What you have to do:
Only the lines starting at the one that contains "Wanted | a point on the exterior" and running to the end should be repeated, exactly as written.

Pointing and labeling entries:

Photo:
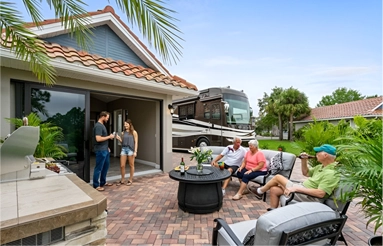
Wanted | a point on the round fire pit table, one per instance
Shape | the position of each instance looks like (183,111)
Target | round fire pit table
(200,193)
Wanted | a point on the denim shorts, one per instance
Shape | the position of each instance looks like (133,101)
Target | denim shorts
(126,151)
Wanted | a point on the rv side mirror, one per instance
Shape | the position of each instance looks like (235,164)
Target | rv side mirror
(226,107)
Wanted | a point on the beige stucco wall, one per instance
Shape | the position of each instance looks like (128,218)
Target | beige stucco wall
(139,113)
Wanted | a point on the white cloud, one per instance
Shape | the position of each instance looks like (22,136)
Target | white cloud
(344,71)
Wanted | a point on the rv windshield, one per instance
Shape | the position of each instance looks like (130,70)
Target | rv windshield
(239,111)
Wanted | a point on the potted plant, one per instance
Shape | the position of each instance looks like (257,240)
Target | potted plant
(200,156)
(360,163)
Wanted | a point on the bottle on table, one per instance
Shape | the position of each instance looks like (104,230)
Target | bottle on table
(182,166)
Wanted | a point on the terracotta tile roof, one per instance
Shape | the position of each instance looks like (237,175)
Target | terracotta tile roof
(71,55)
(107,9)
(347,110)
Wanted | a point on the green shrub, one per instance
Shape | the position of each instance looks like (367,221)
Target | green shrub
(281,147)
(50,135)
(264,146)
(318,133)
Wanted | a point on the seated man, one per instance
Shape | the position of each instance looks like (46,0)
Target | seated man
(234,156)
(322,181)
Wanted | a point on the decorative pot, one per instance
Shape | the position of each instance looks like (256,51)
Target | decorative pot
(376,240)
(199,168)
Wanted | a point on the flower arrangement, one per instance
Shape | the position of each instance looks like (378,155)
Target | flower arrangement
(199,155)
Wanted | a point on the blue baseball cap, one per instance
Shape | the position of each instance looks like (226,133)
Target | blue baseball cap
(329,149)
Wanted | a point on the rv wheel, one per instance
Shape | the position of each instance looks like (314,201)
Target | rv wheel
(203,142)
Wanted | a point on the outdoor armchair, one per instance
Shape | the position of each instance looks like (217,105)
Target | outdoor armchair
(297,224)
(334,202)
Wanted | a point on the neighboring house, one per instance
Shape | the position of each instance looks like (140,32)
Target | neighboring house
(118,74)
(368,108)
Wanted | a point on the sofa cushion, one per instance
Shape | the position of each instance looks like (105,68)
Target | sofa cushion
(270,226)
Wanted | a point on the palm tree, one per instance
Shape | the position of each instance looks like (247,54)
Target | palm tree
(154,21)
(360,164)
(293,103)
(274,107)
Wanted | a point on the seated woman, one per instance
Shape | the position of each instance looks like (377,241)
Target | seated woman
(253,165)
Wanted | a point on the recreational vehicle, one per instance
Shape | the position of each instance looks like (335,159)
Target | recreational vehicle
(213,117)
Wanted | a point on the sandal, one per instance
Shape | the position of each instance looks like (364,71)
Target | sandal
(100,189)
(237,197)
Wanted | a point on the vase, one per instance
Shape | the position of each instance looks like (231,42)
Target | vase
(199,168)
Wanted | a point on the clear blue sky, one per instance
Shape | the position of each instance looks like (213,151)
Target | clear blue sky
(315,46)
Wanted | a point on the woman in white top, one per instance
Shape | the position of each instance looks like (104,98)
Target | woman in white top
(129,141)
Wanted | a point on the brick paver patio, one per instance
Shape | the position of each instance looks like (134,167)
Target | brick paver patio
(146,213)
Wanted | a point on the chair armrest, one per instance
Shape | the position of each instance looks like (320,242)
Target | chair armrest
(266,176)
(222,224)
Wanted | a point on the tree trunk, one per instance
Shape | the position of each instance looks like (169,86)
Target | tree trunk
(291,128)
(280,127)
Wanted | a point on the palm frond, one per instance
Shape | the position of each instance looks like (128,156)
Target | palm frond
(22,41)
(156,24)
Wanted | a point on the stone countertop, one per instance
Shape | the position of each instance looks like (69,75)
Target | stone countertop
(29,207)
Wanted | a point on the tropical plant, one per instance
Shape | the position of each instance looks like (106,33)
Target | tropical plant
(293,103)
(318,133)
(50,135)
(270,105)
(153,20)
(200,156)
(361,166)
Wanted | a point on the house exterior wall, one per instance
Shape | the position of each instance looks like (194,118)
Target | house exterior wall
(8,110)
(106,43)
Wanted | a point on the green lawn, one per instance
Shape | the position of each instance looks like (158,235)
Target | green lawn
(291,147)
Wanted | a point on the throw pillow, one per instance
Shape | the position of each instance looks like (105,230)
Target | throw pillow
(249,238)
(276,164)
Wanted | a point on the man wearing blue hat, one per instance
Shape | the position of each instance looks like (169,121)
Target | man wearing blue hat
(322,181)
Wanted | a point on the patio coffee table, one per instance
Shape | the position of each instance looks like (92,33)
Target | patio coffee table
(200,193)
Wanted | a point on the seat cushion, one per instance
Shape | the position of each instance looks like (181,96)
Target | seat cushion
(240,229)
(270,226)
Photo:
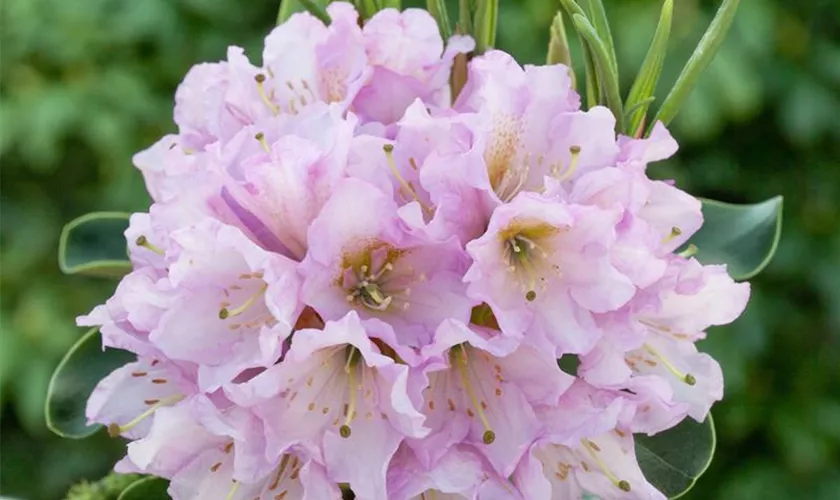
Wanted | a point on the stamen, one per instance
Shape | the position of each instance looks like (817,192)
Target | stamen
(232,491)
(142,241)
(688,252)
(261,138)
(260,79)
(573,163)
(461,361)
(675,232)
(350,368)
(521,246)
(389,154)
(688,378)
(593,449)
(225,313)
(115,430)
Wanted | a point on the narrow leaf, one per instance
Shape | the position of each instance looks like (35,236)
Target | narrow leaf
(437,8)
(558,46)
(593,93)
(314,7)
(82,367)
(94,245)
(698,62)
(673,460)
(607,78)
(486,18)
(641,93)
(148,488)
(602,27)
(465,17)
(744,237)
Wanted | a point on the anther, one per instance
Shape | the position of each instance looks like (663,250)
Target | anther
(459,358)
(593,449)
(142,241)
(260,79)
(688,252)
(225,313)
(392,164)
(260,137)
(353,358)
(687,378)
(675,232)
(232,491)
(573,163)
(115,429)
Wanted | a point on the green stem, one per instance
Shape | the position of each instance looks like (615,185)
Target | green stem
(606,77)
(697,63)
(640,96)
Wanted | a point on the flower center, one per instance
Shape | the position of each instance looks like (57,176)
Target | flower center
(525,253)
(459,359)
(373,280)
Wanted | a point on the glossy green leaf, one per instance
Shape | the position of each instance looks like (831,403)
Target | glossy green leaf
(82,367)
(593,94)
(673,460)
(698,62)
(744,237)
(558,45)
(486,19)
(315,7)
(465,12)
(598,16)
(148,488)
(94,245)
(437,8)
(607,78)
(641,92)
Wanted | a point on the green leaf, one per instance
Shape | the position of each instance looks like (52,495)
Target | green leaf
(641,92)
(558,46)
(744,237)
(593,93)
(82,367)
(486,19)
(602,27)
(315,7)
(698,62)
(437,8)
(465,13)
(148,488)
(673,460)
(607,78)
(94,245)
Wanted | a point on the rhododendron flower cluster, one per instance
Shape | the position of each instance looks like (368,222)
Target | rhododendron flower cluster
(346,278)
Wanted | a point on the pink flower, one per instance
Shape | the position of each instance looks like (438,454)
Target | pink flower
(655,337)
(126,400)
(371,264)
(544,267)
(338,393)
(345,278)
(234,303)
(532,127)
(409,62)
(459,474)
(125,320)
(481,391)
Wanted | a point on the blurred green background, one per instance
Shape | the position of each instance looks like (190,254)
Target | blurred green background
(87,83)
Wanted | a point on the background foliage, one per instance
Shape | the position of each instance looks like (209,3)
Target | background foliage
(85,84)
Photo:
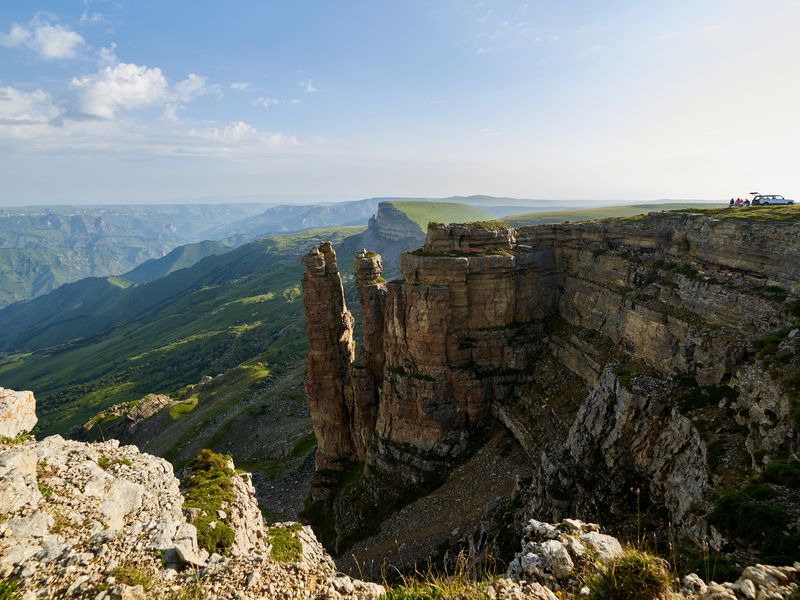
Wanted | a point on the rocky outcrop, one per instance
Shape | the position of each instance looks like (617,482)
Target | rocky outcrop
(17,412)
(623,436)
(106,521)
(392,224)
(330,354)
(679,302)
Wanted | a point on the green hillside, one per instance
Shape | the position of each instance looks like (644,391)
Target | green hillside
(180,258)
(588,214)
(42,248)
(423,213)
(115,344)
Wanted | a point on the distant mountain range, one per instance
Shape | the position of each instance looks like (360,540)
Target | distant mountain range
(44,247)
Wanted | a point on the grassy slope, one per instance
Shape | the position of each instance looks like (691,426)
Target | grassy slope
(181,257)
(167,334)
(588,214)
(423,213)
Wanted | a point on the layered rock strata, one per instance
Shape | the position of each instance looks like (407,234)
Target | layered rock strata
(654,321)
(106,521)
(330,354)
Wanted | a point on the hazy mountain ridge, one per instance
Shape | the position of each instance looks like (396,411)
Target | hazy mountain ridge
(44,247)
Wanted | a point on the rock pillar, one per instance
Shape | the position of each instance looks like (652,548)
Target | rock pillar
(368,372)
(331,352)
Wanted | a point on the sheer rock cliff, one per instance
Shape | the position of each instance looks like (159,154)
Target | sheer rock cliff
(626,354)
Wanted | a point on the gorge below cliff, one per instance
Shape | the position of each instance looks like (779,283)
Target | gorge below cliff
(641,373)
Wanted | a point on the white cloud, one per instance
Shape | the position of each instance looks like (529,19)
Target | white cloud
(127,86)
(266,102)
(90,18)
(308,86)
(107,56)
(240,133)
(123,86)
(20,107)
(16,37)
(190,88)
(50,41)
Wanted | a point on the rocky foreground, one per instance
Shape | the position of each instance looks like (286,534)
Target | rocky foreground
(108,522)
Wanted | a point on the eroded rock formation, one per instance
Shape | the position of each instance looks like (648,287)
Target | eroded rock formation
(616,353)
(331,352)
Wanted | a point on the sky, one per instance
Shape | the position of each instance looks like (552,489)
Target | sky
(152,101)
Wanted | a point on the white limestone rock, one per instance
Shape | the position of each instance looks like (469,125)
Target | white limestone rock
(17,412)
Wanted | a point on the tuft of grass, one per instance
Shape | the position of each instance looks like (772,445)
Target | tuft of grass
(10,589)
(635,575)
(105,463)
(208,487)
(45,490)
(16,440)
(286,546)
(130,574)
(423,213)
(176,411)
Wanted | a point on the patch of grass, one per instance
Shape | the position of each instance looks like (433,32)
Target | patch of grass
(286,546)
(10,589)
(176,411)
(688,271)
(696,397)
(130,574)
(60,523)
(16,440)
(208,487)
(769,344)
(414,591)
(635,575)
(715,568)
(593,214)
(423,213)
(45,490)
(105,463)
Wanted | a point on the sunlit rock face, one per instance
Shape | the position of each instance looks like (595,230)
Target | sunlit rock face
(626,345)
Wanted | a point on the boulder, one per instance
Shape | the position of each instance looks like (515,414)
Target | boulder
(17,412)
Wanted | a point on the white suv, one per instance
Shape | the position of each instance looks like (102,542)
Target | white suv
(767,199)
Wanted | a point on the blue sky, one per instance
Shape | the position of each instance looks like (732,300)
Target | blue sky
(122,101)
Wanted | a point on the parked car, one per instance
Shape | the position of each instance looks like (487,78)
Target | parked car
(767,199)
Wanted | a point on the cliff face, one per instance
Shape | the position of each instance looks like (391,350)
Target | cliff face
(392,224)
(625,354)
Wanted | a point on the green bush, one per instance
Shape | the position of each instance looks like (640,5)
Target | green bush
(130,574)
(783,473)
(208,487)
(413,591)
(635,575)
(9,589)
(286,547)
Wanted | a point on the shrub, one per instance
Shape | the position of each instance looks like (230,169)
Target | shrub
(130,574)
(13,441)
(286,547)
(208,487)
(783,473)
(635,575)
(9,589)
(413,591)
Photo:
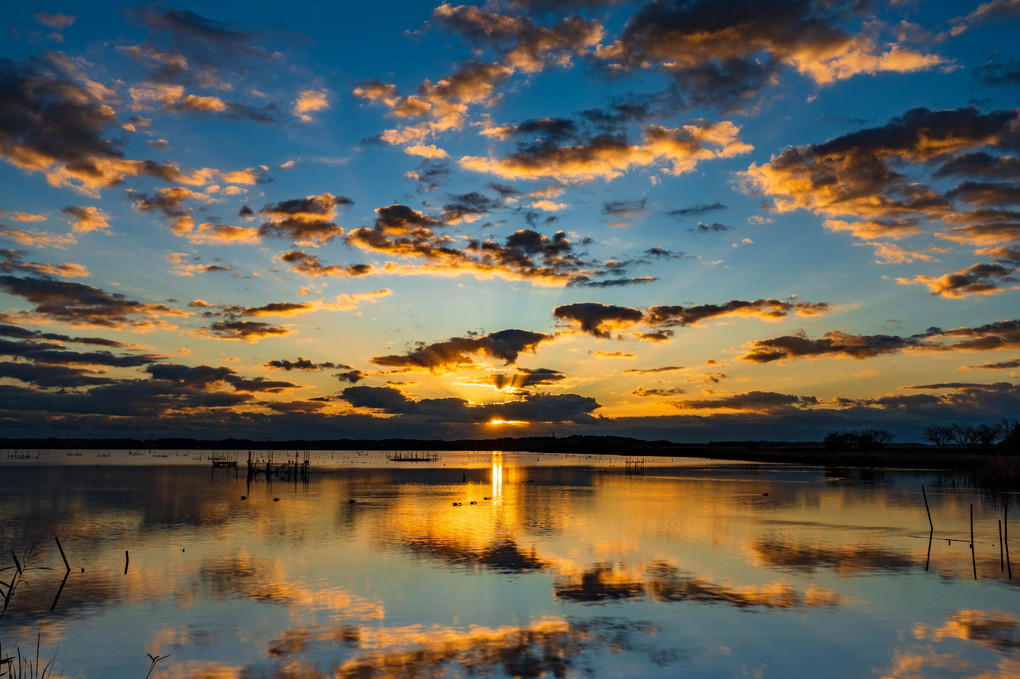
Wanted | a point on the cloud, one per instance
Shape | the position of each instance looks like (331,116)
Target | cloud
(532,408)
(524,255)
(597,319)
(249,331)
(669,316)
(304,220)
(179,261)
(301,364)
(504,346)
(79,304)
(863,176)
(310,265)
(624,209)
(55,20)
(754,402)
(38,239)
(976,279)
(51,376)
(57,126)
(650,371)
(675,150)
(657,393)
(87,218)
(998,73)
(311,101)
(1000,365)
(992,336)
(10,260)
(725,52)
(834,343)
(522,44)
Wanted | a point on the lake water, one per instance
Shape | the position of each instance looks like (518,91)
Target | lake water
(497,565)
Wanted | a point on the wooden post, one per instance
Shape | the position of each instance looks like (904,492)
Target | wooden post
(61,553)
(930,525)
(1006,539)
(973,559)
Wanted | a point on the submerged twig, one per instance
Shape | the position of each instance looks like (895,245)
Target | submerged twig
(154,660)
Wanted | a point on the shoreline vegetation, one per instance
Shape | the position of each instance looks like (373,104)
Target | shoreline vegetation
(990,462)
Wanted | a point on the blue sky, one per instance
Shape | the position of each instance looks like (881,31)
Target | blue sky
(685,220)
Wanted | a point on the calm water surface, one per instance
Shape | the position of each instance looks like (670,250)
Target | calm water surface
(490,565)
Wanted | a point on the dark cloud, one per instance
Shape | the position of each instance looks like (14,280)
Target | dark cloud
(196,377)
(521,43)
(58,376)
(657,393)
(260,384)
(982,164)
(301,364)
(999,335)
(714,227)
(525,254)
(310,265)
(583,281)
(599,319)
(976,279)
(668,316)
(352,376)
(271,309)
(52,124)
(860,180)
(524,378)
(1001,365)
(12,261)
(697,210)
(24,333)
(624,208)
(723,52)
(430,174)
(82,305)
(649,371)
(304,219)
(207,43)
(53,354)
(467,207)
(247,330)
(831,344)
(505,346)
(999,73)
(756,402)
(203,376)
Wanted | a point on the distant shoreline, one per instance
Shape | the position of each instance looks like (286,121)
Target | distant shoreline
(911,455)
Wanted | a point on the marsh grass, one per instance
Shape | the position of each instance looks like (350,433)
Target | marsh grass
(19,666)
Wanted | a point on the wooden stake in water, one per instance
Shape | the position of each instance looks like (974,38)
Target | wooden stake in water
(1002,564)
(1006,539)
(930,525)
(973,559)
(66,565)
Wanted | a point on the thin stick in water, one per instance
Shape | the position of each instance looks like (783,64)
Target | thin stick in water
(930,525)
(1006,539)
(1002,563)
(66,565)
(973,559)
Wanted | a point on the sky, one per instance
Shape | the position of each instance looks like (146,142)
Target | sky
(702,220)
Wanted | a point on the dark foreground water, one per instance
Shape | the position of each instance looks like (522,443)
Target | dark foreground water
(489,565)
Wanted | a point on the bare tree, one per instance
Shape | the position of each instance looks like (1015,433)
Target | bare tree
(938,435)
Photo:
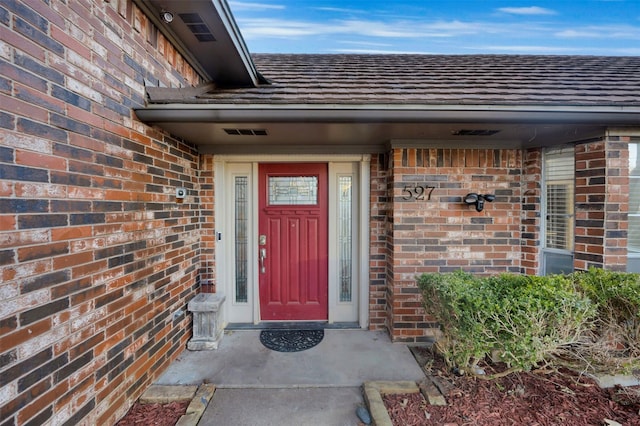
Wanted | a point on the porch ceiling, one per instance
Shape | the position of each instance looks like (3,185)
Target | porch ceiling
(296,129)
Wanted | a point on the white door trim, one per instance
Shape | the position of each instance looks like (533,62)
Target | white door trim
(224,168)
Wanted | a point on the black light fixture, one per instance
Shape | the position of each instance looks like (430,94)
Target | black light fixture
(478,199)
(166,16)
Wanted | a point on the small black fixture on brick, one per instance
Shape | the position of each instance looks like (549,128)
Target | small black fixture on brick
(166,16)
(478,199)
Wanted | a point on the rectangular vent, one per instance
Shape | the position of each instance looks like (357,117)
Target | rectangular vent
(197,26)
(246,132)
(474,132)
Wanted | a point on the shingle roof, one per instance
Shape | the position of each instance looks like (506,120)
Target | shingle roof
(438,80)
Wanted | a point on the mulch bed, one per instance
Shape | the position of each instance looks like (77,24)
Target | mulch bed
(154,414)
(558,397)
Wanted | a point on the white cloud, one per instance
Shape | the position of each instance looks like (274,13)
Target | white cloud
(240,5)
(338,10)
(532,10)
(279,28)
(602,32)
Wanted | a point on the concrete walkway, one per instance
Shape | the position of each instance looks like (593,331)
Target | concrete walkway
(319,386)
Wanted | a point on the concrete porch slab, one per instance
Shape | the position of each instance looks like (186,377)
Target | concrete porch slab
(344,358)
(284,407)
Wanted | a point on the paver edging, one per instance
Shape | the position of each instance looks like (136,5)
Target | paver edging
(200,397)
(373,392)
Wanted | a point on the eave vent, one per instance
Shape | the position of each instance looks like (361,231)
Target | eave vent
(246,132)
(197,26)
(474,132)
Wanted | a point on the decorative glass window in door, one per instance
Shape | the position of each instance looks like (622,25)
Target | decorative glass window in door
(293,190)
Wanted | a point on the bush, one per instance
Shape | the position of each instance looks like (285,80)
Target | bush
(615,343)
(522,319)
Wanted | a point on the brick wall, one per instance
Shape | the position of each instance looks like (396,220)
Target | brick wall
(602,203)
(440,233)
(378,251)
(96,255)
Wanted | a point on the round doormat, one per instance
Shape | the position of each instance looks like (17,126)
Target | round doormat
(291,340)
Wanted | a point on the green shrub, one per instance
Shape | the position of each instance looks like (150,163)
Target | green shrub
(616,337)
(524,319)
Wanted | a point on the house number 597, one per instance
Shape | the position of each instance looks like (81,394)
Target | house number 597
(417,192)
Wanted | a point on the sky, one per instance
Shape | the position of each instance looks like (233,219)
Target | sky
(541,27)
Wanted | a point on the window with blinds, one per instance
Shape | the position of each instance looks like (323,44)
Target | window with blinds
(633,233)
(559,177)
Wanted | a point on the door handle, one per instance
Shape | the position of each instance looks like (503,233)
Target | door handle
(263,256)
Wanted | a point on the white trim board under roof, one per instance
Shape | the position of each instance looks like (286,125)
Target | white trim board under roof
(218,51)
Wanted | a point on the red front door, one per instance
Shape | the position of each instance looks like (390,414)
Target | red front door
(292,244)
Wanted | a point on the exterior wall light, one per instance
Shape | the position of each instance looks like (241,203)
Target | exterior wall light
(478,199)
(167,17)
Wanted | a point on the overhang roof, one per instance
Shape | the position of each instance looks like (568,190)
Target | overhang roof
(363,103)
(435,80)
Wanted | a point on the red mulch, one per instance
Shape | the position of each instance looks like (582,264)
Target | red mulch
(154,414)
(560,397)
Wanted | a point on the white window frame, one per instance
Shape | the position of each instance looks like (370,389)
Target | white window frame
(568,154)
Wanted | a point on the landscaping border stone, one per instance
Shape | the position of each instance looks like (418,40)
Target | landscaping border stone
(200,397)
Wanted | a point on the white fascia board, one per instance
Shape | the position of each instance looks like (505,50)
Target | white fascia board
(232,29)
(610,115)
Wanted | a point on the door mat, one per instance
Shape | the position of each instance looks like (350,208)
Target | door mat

Reply:
Wanted | a point on the exterior wall light, one per instance
Shape | the position of each instance looks like (241,203)
Target | exterior wall light
(478,199)
(167,17)
Wanted | a point on the overhang roof, one per instance
Shape | the position of each instance looks like (568,190)
Target | overhang roof
(363,103)
(435,80)
Wanted | a point on the red mulch, one per instance
Shape | the position of each instance looks like (582,264)
Target | red mulch
(154,414)
(560,397)
Wanted | a point on the white window frame, one per instance
Shape | the position of each instance looks like (370,389)
Target | white window frame
(568,154)
Wanted | a point on the landscaping border stone, one per instance
Shape | the position of each instance looks like (418,40)
Target | landscaping border stone
(200,397)
Wanted | a point on the white fascia board, one per instance
Shape | the position of each instance looks like (505,50)
Target | white fascia board
(232,29)
(610,115)
Wanted | a point on the door mat, one per instance
Shape | the position of each instance looks like (350,208)
Target | door mat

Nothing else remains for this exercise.